***** Entries shown *****
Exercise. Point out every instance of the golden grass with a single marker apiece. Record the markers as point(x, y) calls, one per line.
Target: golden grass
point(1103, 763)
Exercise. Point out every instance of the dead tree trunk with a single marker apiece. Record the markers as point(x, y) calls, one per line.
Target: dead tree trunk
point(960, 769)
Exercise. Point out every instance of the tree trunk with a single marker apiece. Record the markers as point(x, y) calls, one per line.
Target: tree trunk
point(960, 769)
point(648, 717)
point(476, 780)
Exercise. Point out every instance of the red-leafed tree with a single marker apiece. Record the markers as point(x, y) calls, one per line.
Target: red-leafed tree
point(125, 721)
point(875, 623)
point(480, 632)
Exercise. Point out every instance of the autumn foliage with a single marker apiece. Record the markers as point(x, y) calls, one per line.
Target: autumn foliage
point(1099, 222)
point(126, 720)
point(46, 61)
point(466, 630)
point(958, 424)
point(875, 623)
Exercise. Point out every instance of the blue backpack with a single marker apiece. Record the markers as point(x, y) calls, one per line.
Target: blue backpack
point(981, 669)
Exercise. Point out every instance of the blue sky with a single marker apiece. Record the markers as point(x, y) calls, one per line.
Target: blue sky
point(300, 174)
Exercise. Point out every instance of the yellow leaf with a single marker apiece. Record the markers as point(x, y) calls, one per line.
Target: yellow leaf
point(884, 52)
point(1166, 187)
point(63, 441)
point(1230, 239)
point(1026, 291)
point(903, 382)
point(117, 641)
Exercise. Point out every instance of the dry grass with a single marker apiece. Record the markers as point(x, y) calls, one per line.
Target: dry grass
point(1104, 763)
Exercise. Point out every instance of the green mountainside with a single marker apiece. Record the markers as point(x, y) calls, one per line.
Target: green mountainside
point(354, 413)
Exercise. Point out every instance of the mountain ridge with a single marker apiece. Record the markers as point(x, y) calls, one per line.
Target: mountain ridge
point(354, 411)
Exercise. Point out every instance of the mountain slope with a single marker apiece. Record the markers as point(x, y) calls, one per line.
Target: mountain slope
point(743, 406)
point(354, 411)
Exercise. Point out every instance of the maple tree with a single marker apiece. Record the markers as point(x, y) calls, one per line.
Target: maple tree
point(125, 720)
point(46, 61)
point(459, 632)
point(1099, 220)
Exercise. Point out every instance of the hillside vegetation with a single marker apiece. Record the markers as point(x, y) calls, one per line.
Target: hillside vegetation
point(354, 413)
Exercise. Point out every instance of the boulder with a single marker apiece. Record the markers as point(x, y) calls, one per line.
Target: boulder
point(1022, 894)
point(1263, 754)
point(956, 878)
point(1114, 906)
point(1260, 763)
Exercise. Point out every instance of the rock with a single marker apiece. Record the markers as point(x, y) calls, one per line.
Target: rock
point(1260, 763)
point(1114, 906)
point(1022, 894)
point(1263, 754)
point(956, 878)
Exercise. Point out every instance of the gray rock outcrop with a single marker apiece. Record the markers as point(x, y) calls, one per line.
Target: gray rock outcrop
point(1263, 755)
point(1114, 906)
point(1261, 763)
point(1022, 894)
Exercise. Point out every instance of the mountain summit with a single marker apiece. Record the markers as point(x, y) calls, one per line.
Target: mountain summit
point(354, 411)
*****
Written request - Turn the lines above into a numbered list with blank lines left out, starting at the first line and stopping after the line that contains "point(476, 780)".

Solved problem -
1. Exercise. Point out every instance of the golden grass with a single marker apiece. Record the markers as point(x, y) calls, one per line.
2. Target: golden grass
3. point(1103, 763)
4. Exercise. Point out every instance of the dead tree trunk with a single marker apiece. Record the markers as point(x, y) calls, one per line.
5. Target: dead tree trunk
6. point(960, 769)
7. Exercise. Point out every instance of the tree trunk with a single marker apiece. Record the markers as point(x, y) calls, one per line.
8. Target: tree trunk
9. point(960, 769)
10. point(648, 717)
11. point(476, 780)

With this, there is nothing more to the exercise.